WRITTEN REQUEST: Could you copy out the data below, starting at the line that contains "Reviewer note: verify that every instance of the jacket" and stopping after the line that contains "<point>181,373</point>"?

RECORDS SUPPLIED:
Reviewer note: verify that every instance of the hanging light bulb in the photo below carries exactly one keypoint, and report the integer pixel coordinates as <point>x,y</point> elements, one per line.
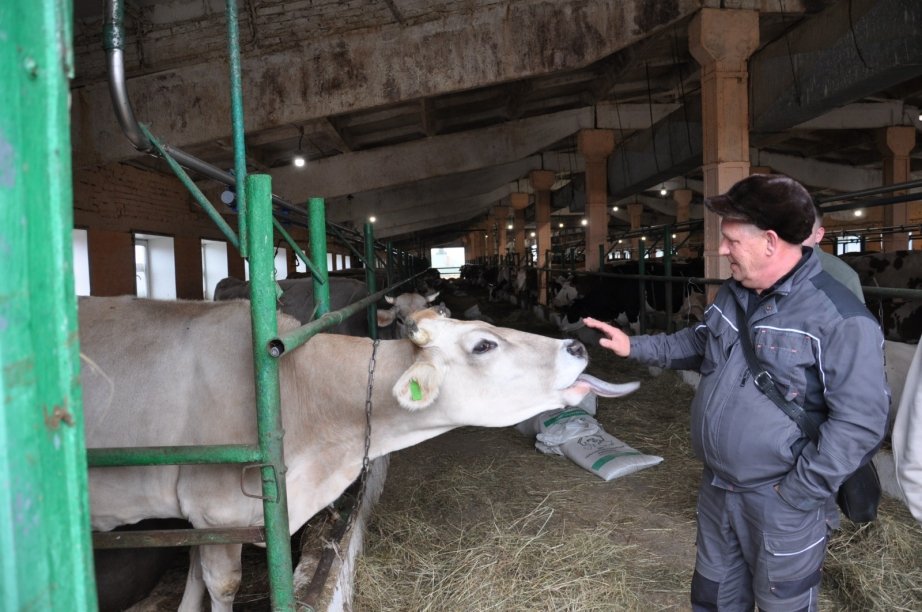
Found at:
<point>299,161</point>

---

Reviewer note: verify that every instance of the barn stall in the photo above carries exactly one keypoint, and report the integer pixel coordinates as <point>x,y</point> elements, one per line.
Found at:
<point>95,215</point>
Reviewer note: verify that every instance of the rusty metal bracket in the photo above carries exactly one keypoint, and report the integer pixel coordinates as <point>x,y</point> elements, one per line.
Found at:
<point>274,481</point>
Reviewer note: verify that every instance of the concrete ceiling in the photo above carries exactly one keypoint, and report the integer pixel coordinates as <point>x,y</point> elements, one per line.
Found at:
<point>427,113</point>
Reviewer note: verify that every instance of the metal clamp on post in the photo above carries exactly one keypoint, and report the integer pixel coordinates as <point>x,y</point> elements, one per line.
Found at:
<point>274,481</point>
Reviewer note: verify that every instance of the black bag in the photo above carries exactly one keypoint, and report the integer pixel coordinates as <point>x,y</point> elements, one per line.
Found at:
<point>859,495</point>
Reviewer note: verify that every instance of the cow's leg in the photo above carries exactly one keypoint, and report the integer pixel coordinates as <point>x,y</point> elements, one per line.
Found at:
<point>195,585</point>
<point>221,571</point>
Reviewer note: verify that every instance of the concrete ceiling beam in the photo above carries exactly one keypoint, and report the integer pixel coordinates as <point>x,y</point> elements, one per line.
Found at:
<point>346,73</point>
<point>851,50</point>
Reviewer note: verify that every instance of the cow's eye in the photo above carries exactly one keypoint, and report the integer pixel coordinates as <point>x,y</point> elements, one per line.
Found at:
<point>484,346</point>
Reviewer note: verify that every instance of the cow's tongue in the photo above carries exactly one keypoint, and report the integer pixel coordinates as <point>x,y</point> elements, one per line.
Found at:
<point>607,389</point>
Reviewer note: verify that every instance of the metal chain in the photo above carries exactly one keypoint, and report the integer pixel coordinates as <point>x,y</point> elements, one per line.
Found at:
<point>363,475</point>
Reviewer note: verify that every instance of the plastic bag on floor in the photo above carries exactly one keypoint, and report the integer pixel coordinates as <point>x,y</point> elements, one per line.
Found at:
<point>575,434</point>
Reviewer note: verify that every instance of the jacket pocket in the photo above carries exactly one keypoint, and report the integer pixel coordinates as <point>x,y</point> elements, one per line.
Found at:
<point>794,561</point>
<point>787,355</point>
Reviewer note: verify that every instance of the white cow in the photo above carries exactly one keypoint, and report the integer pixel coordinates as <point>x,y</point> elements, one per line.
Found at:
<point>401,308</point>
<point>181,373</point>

OUTPUT:
Reviewer note: verify that every instance of the jacket pocket in the photo above carries exactly one keypoint, and report the integer pixel coordinates as <point>x,y</point> elements, one per line.
Found at:
<point>794,561</point>
<point>787,355</point>
Reviewer note: verify that every instance of the white cow in the photo above carries exactly one keypoint, and report the integer pixel coordinates as <point>x,y</point> elements, one per line.
Found at:
<point>401,308</point>
<point>181,373</point>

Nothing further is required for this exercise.